## Excerpt
Martin Fone's Blog, page 85

May 29, 2023

The May Bug – Britain’s Locust

Once so common and deemed a major agricultural pest, cockchafer numbers sometimes reached biblical proportions, as in Ireland in 1688. “When towards evening or sunset, they would arise, disperse and fly about, with a strange humming noise, much like the beating of drums at some distance; and in such vast incredible numbers, that they darkened the air for the space of two or three miles square”, the naturalist Thomas Molyneux observed. “The grinding of leaves in the mouths of this vast multitude altogether, made a sound very much resembling the sawing of timber”.

France was regularly ravaged by cockchafers. In 1320 the authorities in Avignon hit on a novel method of controlling them, summoning them to court and ordering them, on pain of death, to leave. Unsurprisingly, the stubborn cockchafers ignored the court’s strictures. In 1775 a farmer near Blois employed children and the poor to collect and destroy them, paying a bounty of two liards a hundred, and in a few days, they had collected fourteen thousand.

The Reverend Bingley noted, in Animal Biography (1813), that in 18th century Norfolk cockchafers were so rife that one farmer had collected eighty bushels of them and “the grubs had done so much injury that the court [of Norwich], in compassion to the poor fellow’s misfortune, allowed him twenty-five pounds”.

Well into the twentieth century the arrival of cockchafers en masse was a moment of marvel and dread for farmers and gardeners alike, as The Manchester Guardian’s Country Diary for May 31, 1922, graphically illustrates. Their North Oxfordshire correspondent wrote that “every evening the garden hums with cockchafers”, finding “something pleasantly poetical about their droning, plundering flight”. However, there was a sting in the tail. “They have great appetite and if this season suits their families as well as last would seem to have done, they bid fair to be as thick next year as Egypt’s locusts and will strip the trees; another reason for enjoying to the full this lovely verdure while it is here”.

## Record excerpts
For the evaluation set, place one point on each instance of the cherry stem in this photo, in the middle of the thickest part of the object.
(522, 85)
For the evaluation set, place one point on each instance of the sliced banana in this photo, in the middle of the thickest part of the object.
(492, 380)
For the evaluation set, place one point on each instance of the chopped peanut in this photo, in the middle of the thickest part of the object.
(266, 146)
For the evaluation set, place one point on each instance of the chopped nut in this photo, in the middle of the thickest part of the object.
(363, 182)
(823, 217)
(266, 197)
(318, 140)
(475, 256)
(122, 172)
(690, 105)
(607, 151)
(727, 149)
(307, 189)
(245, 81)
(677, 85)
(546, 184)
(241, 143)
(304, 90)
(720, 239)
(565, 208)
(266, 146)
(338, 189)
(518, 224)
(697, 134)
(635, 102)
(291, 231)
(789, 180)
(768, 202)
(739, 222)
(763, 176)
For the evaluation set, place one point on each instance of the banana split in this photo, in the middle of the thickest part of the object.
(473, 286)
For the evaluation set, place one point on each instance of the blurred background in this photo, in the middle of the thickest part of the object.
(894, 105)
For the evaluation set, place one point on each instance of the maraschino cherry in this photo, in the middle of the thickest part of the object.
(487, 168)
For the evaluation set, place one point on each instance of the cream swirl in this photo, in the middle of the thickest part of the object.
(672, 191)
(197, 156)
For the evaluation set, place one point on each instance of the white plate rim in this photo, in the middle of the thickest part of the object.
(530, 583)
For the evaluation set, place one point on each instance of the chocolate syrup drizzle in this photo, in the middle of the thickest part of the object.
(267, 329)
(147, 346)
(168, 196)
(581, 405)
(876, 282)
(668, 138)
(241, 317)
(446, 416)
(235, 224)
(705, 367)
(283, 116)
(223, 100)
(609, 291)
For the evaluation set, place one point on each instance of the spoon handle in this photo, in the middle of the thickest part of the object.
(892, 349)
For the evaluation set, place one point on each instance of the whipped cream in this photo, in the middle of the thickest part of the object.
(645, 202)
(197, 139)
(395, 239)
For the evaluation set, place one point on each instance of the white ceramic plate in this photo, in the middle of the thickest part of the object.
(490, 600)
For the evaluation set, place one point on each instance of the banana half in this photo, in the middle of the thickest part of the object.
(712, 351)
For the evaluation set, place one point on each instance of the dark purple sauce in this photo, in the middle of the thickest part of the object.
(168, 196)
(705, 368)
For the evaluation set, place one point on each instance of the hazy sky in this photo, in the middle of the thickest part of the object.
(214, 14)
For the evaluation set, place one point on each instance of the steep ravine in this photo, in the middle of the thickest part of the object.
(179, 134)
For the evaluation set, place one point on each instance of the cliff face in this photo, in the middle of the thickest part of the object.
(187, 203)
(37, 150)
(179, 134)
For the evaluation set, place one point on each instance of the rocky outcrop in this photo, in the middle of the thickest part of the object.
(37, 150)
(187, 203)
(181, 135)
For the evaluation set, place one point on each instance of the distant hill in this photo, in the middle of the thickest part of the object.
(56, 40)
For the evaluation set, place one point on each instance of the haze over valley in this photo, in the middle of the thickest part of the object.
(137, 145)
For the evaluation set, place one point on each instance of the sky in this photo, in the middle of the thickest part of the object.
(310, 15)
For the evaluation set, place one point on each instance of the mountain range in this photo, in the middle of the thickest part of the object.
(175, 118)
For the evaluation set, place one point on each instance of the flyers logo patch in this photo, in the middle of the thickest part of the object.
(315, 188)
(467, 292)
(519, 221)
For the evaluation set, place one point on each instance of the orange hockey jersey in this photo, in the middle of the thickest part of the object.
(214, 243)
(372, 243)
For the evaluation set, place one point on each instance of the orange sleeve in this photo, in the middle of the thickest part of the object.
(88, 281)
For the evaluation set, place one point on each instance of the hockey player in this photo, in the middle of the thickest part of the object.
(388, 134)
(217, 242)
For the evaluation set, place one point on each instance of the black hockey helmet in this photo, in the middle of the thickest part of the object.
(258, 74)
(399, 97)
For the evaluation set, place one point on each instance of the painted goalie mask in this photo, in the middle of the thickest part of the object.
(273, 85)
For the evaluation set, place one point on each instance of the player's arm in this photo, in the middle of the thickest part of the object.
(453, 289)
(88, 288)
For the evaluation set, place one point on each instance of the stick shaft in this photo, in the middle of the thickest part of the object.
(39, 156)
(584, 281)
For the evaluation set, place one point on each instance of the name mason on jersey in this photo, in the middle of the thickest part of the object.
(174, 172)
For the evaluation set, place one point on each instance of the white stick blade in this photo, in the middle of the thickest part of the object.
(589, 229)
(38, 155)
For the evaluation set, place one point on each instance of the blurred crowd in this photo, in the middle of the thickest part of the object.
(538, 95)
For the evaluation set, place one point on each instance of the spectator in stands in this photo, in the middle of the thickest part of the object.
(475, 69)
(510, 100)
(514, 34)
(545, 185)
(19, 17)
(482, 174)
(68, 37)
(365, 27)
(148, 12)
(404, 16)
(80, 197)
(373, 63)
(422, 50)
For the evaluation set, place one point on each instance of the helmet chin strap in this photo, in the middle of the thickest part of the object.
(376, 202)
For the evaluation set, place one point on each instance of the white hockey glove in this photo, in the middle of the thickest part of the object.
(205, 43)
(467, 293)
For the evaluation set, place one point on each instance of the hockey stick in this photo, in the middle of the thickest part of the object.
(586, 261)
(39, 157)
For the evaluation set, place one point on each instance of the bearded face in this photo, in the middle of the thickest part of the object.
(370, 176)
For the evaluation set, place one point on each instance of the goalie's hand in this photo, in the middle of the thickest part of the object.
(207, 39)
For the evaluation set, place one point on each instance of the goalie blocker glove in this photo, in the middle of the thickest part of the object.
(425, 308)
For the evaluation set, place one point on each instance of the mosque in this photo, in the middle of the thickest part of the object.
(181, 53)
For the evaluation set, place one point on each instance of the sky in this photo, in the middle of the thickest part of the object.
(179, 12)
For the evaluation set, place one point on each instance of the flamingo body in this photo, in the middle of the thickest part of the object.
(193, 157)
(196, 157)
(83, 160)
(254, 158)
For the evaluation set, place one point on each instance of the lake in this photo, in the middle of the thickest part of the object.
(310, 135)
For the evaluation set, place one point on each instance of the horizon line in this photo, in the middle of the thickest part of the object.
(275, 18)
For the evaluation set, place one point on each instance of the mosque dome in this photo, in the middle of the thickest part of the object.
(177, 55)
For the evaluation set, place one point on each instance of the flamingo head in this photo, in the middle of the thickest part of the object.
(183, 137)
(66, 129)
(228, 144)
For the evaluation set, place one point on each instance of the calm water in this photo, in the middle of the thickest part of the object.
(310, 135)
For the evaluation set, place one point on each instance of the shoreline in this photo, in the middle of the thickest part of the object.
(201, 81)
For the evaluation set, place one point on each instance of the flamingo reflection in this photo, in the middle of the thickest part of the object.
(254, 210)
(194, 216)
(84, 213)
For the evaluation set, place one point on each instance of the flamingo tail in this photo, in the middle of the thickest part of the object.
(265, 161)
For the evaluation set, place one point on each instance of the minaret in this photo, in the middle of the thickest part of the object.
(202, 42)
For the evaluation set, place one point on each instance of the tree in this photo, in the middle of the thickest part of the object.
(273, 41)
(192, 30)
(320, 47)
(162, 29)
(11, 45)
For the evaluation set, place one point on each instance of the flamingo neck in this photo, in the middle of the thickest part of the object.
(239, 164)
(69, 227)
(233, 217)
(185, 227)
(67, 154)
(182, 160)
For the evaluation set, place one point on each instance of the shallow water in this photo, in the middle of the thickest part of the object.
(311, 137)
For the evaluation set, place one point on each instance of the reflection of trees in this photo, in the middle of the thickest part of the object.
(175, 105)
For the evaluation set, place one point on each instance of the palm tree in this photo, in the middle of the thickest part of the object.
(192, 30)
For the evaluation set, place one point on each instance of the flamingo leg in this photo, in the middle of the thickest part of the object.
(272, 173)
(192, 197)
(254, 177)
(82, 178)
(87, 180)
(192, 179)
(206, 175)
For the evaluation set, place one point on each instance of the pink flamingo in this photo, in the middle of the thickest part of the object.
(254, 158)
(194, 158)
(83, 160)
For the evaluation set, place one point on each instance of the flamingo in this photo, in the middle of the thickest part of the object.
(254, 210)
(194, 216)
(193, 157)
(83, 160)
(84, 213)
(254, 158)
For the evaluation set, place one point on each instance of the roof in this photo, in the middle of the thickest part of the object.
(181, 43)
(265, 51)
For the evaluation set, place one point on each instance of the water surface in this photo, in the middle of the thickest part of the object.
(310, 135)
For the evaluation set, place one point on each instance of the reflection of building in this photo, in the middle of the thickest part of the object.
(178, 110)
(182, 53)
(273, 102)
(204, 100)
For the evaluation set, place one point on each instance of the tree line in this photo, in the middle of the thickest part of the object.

## Work to do
**a.** In the cockchafer post, replace "Blois" with "Orléans" and write out the stretch from "France was regularly" through "collected fourteen thousand.".
**b.** Answer these questions using the cockchafer post:
(i) In what year did the authorities in Avignon summon cockchafers to court?
(ii) How much money did the Norwich court allow the Norfolk farmer?
(iii) Which newspaper's Country Diary does the post quote?

## Responses by task
**a.**
France was regularly ravaged by cockchafers. In 1320 the authorities in Avignon hit on a novel method of controlling them, summoning them to court and ordering them, on pain of death, to leave. Unsurprisingly, the stubborn cockchafers ignored the court’s strictures. In 1775 a farmer near Orléans employed children and the poor to collect and destroy them, paying a bounty of two liards a hundred, and in a few days, they had collected fourteen thousand.

**b.**
(i) 1320
(ii) Twenty-five pounds
(iii) The Manchester Guardian